### Set task
Return every line of the material below that contains the string "white". Matching is case-sensitive.

───── Excerpted records ─────

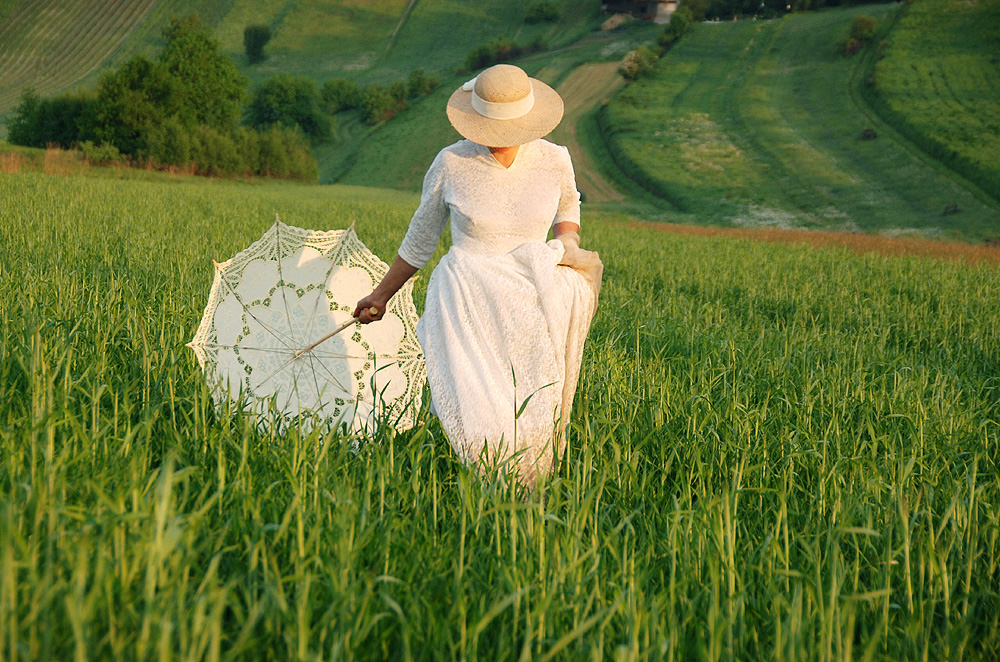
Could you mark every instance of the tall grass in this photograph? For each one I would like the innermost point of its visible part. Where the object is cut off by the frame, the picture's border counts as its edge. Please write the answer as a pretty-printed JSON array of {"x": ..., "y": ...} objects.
[{"x": 776, "y": 453}]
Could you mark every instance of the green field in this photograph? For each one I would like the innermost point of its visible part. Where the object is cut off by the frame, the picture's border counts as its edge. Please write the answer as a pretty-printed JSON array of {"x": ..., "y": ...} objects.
[
  {"x": 776, "y": 453},
  {"x": 939, "y": 83},
  {"x": 759, "y": 124}
]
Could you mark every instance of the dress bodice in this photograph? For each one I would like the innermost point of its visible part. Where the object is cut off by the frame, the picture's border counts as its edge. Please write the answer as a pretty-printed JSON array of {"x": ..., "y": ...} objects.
[{"x": 492, "y": 209}]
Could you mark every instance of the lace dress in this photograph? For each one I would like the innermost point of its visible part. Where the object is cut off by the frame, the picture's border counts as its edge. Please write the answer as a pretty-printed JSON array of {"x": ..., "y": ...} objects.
[{"x": 502, "y": 324}]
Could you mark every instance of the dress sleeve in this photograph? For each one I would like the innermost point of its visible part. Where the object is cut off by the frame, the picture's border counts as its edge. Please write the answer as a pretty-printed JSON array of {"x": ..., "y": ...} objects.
[
  {"x": 569, "y": 198},
  {"x": 428, "y": 221}
]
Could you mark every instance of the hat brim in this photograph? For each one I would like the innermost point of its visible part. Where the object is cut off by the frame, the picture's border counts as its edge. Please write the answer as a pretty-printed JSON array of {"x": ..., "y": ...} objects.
[{"x": 544, "y": 116}]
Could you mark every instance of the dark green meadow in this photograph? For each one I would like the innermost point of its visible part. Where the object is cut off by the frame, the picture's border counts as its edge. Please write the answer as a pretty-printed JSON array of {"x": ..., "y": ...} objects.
[
  {"x": 761, "y": 124},
  {"x": 776, "y": 453}
]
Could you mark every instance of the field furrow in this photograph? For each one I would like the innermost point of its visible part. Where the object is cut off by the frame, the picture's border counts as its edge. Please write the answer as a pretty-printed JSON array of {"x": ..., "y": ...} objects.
[{"x": 68, "y": 41}]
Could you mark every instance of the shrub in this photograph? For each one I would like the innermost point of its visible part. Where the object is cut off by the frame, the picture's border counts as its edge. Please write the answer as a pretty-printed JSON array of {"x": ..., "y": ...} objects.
[
  {"x": 285, "y": 153},
  {"x": 541, "y": 11},
  {"x": 65, "y": 120},
  {"x": 379, "y": 103},
  {"x": 636, "y": 63},
  {"x": 169, "y": 144},
  {"x": 255, "y": 37},
  {"x": 340, "y": 94},
  {"x": 103, "y": 154},
  {"x": 292, "y": 101},
  {"x": 853, "y": 46},
  {"x": 22, "y": 127},
  {"x": 863, "y": 27},
  {"x": 497, "y": 51}
]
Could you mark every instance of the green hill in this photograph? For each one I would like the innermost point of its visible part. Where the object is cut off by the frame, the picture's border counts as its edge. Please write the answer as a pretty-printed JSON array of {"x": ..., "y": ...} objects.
[
  {"x": 939, "y": 84},
  {"x": 775, "y": 453},
  {"x": 761, "y": 124},
  {"x": 749, "y": 123},
  {"x": 56, "y": 45}
]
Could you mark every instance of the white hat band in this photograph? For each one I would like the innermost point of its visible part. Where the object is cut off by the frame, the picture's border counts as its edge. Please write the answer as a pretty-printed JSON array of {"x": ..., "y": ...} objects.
[{"x": 500, "y": 110}]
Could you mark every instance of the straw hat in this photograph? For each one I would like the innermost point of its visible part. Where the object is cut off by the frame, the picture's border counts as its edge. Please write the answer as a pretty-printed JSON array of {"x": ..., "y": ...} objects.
[{"x": 503, "y": 107}]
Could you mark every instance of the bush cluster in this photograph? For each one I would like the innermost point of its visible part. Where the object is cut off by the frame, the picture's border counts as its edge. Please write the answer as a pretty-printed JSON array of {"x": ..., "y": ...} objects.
[
  {"x": 636, "y": 63},
  {"x": 499, "y": 50},
  {"x": 640, "y": 61},
  {"x": 255, "y": 37},
  {"x": 290, "y": 101},
  {"x": 181, "y": 110}
]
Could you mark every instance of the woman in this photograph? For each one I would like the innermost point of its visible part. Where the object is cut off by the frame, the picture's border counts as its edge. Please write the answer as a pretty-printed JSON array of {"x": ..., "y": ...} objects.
[{"x": 504, "y": 323}]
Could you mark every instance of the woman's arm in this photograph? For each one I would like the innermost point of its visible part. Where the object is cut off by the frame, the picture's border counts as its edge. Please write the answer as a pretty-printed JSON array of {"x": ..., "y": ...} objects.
[{"x": 400, "y": 272}]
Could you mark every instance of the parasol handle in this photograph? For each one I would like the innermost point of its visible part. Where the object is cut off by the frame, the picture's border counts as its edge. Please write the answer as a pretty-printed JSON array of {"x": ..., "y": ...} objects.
[{"x": 371, "y": 311}]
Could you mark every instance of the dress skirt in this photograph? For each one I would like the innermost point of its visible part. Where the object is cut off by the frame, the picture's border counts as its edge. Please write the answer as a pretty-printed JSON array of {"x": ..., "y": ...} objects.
[{"x": 503, "y": 338}]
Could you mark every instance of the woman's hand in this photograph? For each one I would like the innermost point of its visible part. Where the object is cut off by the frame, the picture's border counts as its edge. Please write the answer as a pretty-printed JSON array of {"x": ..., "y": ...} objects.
[
  {"x": 398, "y": 274},
  {"x": 370, "y": 309},
  {"x": 586, "y": 262}
]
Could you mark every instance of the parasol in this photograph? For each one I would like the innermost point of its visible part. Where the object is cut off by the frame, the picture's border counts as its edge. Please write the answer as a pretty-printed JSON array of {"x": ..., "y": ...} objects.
[{"x": 278, "y": 334}]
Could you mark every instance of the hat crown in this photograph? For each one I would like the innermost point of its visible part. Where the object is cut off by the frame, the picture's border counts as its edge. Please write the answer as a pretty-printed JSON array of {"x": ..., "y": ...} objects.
[{"x": 503, "y": 83}]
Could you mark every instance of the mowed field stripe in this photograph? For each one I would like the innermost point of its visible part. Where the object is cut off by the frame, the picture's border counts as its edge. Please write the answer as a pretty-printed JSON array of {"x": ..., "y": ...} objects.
[
  {"x": 88, "y": 33},
  {"x": 582, "y": 91}
]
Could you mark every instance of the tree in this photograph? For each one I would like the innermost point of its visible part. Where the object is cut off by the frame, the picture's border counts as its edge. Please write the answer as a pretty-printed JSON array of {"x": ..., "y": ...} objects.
[
  {"x": 255, "y": 37},
  {"x": 340, "y": 94},
  {"x": 130, "y": 102},
  {"x": 22, "y": 128},
  {"x": 206, "y": 87},
  {"x": 291, "y": 101}
]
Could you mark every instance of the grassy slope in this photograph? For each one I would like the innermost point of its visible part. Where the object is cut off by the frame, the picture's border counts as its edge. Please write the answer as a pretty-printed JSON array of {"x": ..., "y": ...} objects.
[
  {"x": 397, "y": 153},
  {"x": 50, "y": 45},
  {"x": 756, "y": 123},
  {"x": 794, "y": 451},
  {"x": 939, "y": 83}
]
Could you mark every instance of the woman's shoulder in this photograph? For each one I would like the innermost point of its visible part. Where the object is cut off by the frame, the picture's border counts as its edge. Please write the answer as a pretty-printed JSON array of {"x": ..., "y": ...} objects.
[{"x": 550, "y": 151}]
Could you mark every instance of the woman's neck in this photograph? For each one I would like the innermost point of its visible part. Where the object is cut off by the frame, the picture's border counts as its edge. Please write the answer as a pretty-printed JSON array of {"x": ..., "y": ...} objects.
[{"x": 504, "y": 155}]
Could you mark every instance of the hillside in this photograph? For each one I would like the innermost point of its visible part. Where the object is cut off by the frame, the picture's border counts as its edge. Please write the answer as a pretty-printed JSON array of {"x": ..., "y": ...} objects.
[
  {"x": 57, "y": 45},
  {"x": 755, "y": 123},
  {"x": 776, "y": 452},
  {"x": 761, "y": 123},
  {"x": 939, "y": 84}
]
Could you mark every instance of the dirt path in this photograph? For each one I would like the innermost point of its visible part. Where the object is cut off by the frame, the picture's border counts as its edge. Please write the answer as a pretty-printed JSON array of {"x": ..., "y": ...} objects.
[{"x": 582, "y": 91}]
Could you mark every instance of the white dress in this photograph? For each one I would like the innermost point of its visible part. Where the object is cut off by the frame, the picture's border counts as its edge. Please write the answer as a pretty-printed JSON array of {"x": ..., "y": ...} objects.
[{"x": 502, "y": 323}]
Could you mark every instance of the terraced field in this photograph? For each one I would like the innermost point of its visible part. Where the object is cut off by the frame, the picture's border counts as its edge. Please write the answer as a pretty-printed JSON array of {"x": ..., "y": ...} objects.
[
  {"x": 776, "y": 453},
  {"x": 50, "y": 45},
  {"x": 939, "y": 84},
  {"x": 760, "y": 123}
]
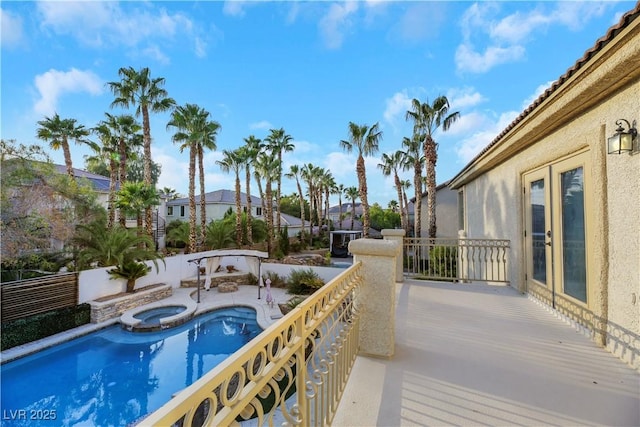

─────

### Response for this exercise
Could you mark every instance of the white hat band in this photograph? For each one I would like the innermost point of its visible part. Where the object is cut off by the frame, the picture's border counts as its edge. Please write the answer as a pretty-printed JSON array of {"x": ..., "y": ...} objects.
Could you mark every instance of the white dress in this photograph? For each one I would like the innermost point of its visible part. Where the object is cut off by the frame, the picture's border counts as its edge. Please write the answer as a pretty-printed JSON array of {"x": ..., "y": ...} objects.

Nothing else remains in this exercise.